**Exercise**
Using the line that contains "sea water, the" as the first line and the last line of the data as the final one, give every line in that range again exactly.

Start of Block

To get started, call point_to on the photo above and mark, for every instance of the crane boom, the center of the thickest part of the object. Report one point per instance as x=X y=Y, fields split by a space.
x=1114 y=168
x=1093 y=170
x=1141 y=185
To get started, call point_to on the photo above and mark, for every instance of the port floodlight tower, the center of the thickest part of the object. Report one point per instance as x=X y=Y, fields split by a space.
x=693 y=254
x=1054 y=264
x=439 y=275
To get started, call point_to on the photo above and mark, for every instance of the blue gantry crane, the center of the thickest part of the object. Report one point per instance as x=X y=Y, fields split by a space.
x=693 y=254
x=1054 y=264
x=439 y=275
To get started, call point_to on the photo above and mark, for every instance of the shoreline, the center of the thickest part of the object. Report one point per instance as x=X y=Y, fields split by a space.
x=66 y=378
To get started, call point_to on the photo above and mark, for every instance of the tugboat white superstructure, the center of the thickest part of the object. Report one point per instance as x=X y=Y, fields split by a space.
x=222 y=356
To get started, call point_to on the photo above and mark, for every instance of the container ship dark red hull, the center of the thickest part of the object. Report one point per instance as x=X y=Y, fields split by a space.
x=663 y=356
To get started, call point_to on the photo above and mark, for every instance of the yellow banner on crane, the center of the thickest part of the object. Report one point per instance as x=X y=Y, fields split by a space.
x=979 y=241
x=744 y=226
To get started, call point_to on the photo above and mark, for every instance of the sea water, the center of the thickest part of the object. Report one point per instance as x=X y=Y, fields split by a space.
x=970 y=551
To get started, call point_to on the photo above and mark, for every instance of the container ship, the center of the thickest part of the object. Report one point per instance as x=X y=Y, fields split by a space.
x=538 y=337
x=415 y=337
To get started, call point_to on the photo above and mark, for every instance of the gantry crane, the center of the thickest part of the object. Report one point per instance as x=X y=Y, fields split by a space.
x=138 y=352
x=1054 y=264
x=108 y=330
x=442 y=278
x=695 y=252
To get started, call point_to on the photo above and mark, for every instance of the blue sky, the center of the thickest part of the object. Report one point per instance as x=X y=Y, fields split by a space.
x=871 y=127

End of Block

**Result for this task**
To get started, call point_to on the photo above and mark, for every instance of the sea water, the center of the thickest part of the object. Report one point per instance as x=X y=Y, fields split by a space.
x=970 y=551
To get started, call point_to on the photo above and mark, for every instance of the container ship, the center of the thickest part of the object. Report one point per instance as x=X y=Y, fields split by a space.
x=538 y=337
x=415 y=337
To get started, call point_to on the photo above and mark, for every instance of the gantry crane, the center of the thickest part of the object. Report one point per instance as x=X y=Y, fields split by a space.
x=138 y=352
x=1054 y=264
x=108 y=330
x=442 y=278
x=695 y=252
To get started, call point_to on the photo above and mark, for every instance of the blue sky, the center of the thickest part of the object. Report one point per instance as x=X y=Y, fields split by a space.
x=871 y=127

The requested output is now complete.